[Saved entries]:
◆ ◆ ◆ ◆
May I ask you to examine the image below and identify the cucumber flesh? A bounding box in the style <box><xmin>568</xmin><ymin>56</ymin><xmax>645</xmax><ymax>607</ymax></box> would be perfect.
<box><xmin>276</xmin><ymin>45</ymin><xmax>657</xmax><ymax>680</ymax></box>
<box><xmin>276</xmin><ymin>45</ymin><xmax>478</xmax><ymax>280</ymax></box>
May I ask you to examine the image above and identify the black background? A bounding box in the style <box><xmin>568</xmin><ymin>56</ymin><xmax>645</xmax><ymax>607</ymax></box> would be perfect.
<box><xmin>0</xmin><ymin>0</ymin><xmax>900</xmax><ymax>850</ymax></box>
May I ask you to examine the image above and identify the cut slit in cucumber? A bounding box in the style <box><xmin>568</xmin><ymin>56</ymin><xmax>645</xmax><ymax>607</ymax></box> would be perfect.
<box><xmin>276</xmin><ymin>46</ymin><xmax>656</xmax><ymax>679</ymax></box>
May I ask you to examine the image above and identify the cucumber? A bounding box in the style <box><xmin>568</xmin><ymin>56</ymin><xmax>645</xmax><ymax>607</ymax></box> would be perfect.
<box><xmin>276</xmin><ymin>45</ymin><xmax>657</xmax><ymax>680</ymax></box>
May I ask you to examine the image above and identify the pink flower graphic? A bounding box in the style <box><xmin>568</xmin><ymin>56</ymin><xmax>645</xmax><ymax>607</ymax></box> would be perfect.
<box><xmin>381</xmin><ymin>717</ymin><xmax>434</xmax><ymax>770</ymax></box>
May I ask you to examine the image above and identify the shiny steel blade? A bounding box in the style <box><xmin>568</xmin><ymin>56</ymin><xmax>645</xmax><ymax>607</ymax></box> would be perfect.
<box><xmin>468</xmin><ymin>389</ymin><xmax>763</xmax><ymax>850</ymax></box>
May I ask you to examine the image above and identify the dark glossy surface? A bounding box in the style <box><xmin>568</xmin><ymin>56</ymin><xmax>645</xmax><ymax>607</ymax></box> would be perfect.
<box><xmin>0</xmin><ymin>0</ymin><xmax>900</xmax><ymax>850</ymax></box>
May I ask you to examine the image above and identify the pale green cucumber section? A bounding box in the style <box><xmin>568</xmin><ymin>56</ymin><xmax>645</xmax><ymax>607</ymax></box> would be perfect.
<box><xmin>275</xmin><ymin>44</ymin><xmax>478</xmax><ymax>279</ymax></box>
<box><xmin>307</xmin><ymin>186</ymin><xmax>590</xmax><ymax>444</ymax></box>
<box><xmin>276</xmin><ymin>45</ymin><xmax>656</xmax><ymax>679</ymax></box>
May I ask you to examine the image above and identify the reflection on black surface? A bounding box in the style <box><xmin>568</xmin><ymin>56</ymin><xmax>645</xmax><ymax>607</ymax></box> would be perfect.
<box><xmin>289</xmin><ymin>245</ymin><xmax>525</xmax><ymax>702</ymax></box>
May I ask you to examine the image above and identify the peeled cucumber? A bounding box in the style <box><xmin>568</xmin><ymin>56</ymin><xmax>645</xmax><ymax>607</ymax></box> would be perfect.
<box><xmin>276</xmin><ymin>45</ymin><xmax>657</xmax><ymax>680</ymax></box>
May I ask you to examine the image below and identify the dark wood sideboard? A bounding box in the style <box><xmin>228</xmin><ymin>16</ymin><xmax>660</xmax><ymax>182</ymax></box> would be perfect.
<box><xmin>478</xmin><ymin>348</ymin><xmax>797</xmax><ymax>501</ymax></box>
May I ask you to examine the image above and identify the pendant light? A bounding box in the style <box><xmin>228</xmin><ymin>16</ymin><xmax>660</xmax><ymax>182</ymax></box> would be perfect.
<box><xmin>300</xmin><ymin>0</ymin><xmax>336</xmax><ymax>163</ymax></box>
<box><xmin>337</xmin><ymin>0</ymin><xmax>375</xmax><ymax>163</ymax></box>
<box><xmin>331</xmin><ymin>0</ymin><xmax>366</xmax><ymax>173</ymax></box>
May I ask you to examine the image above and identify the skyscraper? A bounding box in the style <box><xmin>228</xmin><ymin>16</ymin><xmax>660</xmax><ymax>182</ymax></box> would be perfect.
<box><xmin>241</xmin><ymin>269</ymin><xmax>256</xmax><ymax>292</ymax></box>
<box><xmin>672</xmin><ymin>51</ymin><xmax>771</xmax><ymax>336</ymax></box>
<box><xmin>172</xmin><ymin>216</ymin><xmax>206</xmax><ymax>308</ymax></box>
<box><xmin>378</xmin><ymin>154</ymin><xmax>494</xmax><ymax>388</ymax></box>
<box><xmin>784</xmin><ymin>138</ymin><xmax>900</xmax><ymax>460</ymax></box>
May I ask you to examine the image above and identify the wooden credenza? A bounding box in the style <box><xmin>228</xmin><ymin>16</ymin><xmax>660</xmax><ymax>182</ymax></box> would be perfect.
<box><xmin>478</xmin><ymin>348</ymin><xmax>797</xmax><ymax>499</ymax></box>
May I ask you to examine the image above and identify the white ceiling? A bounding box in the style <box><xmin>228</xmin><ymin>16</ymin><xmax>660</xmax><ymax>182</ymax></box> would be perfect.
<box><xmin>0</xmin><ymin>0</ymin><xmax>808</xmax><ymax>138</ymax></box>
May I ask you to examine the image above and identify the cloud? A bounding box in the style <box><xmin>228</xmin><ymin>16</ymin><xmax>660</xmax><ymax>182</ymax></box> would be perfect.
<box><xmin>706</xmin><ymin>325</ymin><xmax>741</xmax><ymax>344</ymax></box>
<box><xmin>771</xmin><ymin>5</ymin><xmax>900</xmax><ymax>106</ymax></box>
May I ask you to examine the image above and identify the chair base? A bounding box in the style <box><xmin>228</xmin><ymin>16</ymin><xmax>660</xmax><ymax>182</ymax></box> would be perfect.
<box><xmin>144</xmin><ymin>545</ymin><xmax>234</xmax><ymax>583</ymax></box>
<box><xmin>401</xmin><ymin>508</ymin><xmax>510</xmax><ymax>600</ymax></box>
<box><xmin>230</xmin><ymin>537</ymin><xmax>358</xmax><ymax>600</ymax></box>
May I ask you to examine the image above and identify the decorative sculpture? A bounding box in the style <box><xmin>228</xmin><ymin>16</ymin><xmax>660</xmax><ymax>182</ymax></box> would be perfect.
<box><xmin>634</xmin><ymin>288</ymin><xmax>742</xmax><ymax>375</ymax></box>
◆ ◆ ◆ ◆
[STATED TASK]:
Convert the lines above into a JSON array of strings, one string per line, omitting any blank lines.

[WORKED ANSWER]:
[
  "May I ask you to examine the image below and identify the cucumber flesh? A bounding box in the style <box><xmin>568</xmin><ymin>56</ymin><xmax>645</xmax><ymax>607</ymax></box> would be perfect.",
  "<box><xmin>276</xmin><ymin>45</ymin><xmax>657</xmax><ymax>680</ymax></box>",
  "<box><xmin>276</xmin><ymin>45</ymin><xmax>478</xmax><ymax>280</ymax></box>",
  "May I ask you to examine the image above and identify the black background? A bounding box in the style <box><xmin>568</xmin><ymin>56</ymin><xmax>645</xmax><ymax>607</ymax></box> would be perfect.",
  "<box><xmin>0</xmin><ymin>0</ymin><xmax>900</xmax><ymax>850</ymax></box>",
  "May I ask you to examine the image above and identify the cut slit in cucumber? A bounding box in the style <box><xmin>568</xmin><ymin>56</ymin><xmax>645</xmax><ymax>607</ymax></box> would be perfect.",
  "<box><xmin>276</xmin><ymin>46</ymin><xmax>656</xmax><ymax>679</ymax></box>",
  "May I ask you to examine the image above and identify the cucumber? A bounding box in the style <box><xmin>568</xmin><ymin>56</ymin><xmax>645</xmax><ymax>607</ymax></box> would be perfect.",
  "<box><xmin>276</xmin><ymin>45</ymin><xmax>657</xmax><ymax>680</ymax></box>",
  "May I ask you to examine the image above and identify the pink flower graphic? A bounding box in the style <box><xmin>568</xmin><ymin>56</ymin><xmax>645</xmax><ymax>607</ymax></box> would be perfect.",
  "<box><xmin>381</xmin><ymin>717</ymin><xmax>434</xmax><ymax>770</ymax></box>",
  "May I ask you to examine the image above and identify the shiny steel blade? A bounding box in the style <box><xmin>568</xmin><ymin>56</ymin><xmax>645</xmax><ymax>607</ymax></box> would be perfect.",
  "<box><xmin>468</xmin><ymin>389</ymin><xmax>763</xmax><ymax>850</ymax></box>",
  "May I ask you to examine the image above and identify the dark glossy surface? A bounding box in the style <box><xmin>568</xmin><ymin>56</ymin><xmax>645</xmax><ymax>607</ymax></box> would be perfect.",
  "<box><xmin>0</xmin><ymin>0</ymin><xmax>900</xmax><ymax>850</ymax></box>",
  "May I ask you to examine the image above and identify the pale green cucumber section? A bounding box in the style <box><xmin>568</xmin><ymin>56</ymin><xmax>645</xmax><ymax>607</ymax></box> would be perfect.",
  "<box><xmin>275</xmin><ymin>44</ymin><xmax>478</xmax><ymax>279</ymax></box>",
  "<box><xmin>307</xmin><ymin>186</ymin><xmax>590</xmax><ymax>444</ymax></box>",
  "<box><xmin>276</xmin><ymin>45</ymin><xmax>656</xmax><ymax>679</ymax></box>",
  "May I ask you to examine the image above and identify the reflection on black surface? A bounding box in the style <box><xmin>568</xmin><ymin>56</ymin><xmax>645</xmax><ymax>607</ymax></box> would be perfect.",
  "<box><xmin>289</xmin><ymin>245</ymin><xmax>525</xmax><ymax>702</ymax></box>",
  "May I ask you to examine the image above and identify the peeled cucumber? A bounding box in the style <box><xmin>568</xmin><ymin>56</ymin><xmax>645</xmax><ymax>607</ymax></box> would be perfect.",
  "<box><xmin>276</xmin><ymin>45</ymin><xmax>657</xmax><ymax>680</ymax></box>",
  "May I ask you to examine the image below and identify the dark wood sideboard? A bounding box in the style <box><xmin>228</xmin><ymin>16</ymin><xmax>660</xmax><ymax>182</ymax></box> would be perfect.",
  "<box><xmin>478</xmin><ymin>348</ymin><xmax>797</xmax><ymax>501</ymax></box>",
  "May I ask you to examine the image above and identify the pendant light? A bounding box in the style <box><xmin>228</xmin><ymin>16</ymin><xmax>660</xmax><ymax>182</ymax></box> would be perfect.",
  "<box><xmin>300</xmin><ymin>0</ymin><xmax>336</xmax><ymax>163</ymax></box>",
  "<box><xmin>337</xmin><ymin>0</ymin><xmax>375</xmax><ymax>163</ymax></box>",
  "<box><xmin>331</xmin><ymin>0</ymin><xmax>366</xmax><ymax>173</ymax></box>",
  "May I ask you to examine the image above and identify the skyscraper? A bounding box in the style <box><xmin>228</xmin><ymin>16</ymin><xmax>660</xmax><ymax>182</ymax></box> would be perfect.",
  "<box><xmin>241</xmin><ymin>269</ymin><xmax>256</xmax><ymax>292</ymax></box>",
  "<box><xmin>672</xmin><ymin>51</ymin><xmax>771</xmax><ymax>336</ymax></box>",
  "<box><xmin>172</xmin><ymin>216</ymin><xmax>206</xmax><ymax>308</ymax></box>",
  "<box><xmin>378</xmin><ymin>154</ymin><xmax>494</xmax><ymax>388</ymax></box>",
  "<box><xmin>784</xmin><ymin>138</ymin><xmax>900</xmax><ymax>460</ymax></box>",
  "May I ask you to examine the image above and identify the wooden credenza? A bounding box in the style <box><xmin>228</xmin><ymin>16</ymin><xmax>660</xmax><ymax>182</ymax></box> would be perfect.",
  "<box><xmin>478</xmin><ymin>348</ymin><xmax>797</xmax><ymax>499</ymax></box>",
  "May I ask you to examine the image above and identify the white ceiling? A bounding box in the style <box><xmin>228</xmin><ymin>16</ymin><xmax>660</xmax><ymax>182</ymax></box> would be perfect.",
  "<box><xmin>0</xmin><ymin>0</ymin><xmax>808</xmax><ymax>138</ymax></box>",
  "May I ask you to examine the image above and identify the cloud? A bounding box in the style <box><xmin>228</xmin><ymin>16</ymin><xmax>660</xmax><ymax>182</ymax></box> would be perfect.",
  "<box><xmin>706</xmin><ymin>325</ymin><xmax>741</xmax><ymax>344</ymax></box>",
  "<box><xmin>771</xmin><ymin>5</ymin><xmax>900</xmax><ymax>106</ymax></box>",
  "May I ask you to examine the image above and identify the chair base? A bounding box in the style <box><xmin>228</xmin><ymin>16</ymin><xmax>660</xmax><ymax>182</ymax></box> would be perfect.",
  "<box><xmin>144</xmin><ymin>545</ymin><xmax>234</xmax><ymax>583</ymax></box>",
  "<box><xmin>401</xmin><ymin>508</ymin><xmax>510</xmax><ymax>600</ymax></box>",
  "<box><xmin>230</xmin><ymin>537</ymin><xmax>358</xmax><ymax>600</ymax></box>",
  "May I ask you to examine the image above and identify the decorative sculpture? A bounding box in the style <box><xmin>228</xmin><ymin>16</ymin><xmax>660</xmax><ymax>182</ymax></box> would be perfect.",
  "<box><xmin>634</xmin><ymin>288</ymin><xmax>742</xmax><ymax>375</ymax></box>"
]